■ **Work task**
Only the lines from the one containing "the boy's short" through the last line of the data are to be written out, exactly and in full.

(Point-per-instance localization data)
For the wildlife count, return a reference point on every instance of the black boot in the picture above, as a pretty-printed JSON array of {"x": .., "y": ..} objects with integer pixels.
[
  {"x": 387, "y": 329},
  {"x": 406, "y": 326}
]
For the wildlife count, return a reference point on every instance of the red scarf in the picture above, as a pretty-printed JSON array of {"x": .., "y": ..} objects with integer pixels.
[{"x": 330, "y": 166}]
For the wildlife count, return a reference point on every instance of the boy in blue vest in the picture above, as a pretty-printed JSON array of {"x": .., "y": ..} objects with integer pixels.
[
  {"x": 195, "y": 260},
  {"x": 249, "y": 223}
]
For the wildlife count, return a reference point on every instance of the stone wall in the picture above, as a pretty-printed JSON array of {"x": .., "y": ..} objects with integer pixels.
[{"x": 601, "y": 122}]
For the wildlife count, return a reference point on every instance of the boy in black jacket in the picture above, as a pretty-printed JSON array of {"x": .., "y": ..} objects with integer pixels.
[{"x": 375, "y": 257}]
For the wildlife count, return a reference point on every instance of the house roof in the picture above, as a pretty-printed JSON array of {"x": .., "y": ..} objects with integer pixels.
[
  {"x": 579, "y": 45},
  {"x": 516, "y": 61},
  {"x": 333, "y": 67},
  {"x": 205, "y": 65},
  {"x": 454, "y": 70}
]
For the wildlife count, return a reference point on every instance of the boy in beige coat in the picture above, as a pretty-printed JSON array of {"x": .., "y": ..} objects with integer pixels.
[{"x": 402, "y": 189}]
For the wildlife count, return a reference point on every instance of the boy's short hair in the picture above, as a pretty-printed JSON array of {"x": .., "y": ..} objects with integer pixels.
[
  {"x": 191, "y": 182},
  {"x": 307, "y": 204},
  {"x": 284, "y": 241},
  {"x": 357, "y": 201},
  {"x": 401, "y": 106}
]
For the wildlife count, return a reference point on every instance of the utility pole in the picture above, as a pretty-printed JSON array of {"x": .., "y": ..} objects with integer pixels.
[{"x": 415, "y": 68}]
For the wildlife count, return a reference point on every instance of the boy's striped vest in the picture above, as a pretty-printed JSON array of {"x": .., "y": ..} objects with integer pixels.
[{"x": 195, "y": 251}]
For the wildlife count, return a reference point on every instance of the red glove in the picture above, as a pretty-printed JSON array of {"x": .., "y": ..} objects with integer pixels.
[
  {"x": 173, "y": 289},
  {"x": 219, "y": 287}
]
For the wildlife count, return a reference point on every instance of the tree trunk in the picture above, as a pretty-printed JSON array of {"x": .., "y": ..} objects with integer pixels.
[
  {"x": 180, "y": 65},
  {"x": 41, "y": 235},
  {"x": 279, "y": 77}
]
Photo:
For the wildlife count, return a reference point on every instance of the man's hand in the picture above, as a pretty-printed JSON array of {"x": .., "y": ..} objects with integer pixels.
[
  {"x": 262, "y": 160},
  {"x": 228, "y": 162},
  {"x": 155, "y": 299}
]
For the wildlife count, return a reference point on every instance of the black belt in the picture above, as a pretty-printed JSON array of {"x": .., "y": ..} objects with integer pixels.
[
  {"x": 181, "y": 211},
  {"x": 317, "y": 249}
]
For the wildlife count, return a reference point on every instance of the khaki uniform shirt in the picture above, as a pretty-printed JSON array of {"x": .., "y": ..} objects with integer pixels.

■ **Answer to this exercise**
For the wildlife count, return a reference point on every instance of the boy's short hair in the picture above, as a pretty-printed JSON array of {"x": .., "y": ..} objects with integer pixels.
[
  {"x": 191, "y": 182},
  {"x": 307, "y": 204},
  {"x": 284, "y": 241},
  {"x": 357, "y": 201},
  {"x": 401, "y": 106}
]
For the wildlife count, return a reference point on every instance of the utility pole in the picture above, as a pretty-printed JSON array of {"x": .., "y": ..} objects with integer pixels.
[{"x": 415, "y": 68}]
For the wildlife count, return a reference point on every instance of the boy's striped vest in the picture above, as a pretty-printed JSON array of {"x": .., "y": ..} objects with integer pixels.
[{"x": 195, "y": 251}]
For the wildlife count, return a reference point on every instance of the red glove in the picture above, as a pretty-printed JSON array of {"x": .., "y": ..} objects with integer pixels.
[
  {"x": 173, "y": 289},
  {"x": 219, "y": 287}
]
For the wildlife count, return a reference point on every instance of the tree trunk in the picture above, as a pretty-printed JSON array of {"x": .., "y": ..} objects with integer pixels.
[
  {"x": 180, "y": 65},
  {"x": 41, "y": 235},
  {"x": 279, "y": 77}
]
Photo:
For the wildlife count, return a reference point on every instance of the man's hand in the picture above, as a pretty-printed JSON array of {"x": .., "y": ..} objects with integer pixels.
[
  {"x": 262, "y": 160},
  {"x": 228, "y": 162},
  {"x": 155, "y": 299}
]
For the wildlife count, return a reference point on every instance of the black belt in the picture above, as a pretty-printed JSON array of {"x": .., "y": ..} objects with integer pixels.
[
  {"x": 181, "y": 211},
  {"x": 317, "y": 249}
]
For the wildlife count, return a reference point on every instance of the khaki uniform shirt in the picture above, as a pretty-printed JSON array of {"x": .., "y": ..} objects with integer pixels.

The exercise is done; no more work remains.